* _Stored data entries_
-------

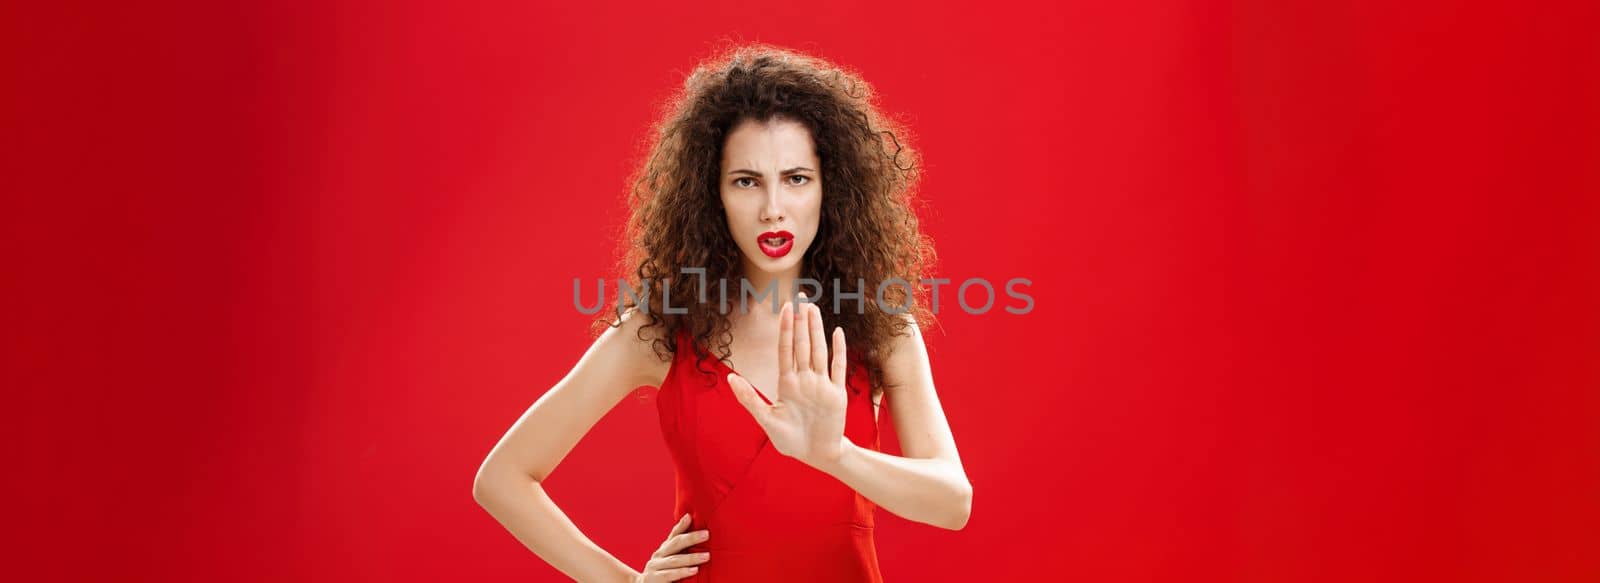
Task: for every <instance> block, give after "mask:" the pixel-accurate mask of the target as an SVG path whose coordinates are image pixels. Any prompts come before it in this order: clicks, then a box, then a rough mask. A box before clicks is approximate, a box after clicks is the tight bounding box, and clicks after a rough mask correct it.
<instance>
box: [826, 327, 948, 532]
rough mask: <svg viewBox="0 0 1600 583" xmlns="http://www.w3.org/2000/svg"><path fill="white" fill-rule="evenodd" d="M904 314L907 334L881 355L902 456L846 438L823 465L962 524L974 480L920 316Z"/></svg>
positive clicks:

-------

* _WHAT IS NEEDED_
Lay out all of the material above as a JSON list of strings, one string per line, with blank lines and the picture left out.

* _WRITTEN SOLUTION_
[
  "Task: for every <instance> block, give after \"mask:\" the pixel-accurate mask of the target as an SVG path whose coordinates are image pixels. Any prompts come before it in this order: clicks, then a box, then a rough mask. A box before clicks is approximate, a box after clicks is the tight bounding box, and clicks after a rough mask correct it.",
  "<instance>",
  "box: [826, 327, 948, 532]",
  "rough mask: <svg viewBox=\"0 0 1600 583\" xmlns=\"http://www.w3.org/2000/svg\"><path fill=\"white\" fill-rule=\"evenodd\" d=\"M904 314L907 334L881 355L902 456L846 438L823 465L962 524L974 480L920 316Z\"/></svg>",
  "positive clicks:"
]